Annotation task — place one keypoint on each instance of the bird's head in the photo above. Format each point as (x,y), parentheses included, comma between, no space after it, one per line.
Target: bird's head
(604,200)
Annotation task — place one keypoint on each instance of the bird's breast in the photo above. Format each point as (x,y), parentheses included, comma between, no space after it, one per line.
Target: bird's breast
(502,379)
■ ■ ■
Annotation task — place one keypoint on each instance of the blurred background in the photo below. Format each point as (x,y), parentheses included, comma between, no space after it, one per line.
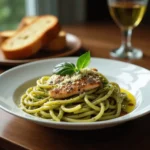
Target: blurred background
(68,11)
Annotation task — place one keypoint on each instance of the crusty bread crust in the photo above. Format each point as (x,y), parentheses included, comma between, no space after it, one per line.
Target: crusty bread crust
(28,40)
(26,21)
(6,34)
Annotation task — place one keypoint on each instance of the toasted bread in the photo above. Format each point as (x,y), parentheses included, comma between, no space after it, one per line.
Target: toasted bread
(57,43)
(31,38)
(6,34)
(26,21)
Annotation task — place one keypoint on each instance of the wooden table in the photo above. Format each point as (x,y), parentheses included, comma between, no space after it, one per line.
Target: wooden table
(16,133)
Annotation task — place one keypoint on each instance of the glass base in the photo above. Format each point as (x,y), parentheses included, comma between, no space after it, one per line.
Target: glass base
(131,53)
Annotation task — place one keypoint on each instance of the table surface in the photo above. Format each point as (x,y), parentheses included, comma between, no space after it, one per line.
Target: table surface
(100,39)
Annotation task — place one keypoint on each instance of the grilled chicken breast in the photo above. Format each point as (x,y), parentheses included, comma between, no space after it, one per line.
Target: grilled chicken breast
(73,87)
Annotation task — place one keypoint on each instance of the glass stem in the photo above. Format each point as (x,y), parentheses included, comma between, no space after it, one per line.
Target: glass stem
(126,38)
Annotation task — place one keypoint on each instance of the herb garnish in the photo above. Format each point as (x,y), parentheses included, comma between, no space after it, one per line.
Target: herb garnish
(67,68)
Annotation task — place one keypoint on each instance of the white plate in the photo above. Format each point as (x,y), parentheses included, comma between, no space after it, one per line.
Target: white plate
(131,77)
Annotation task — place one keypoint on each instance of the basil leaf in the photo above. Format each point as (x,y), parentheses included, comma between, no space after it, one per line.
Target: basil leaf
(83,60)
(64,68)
■ ■ ■
Count the lines in the listing above that contain the string "leaf" with case matching exactly, and reply with the number alone.

2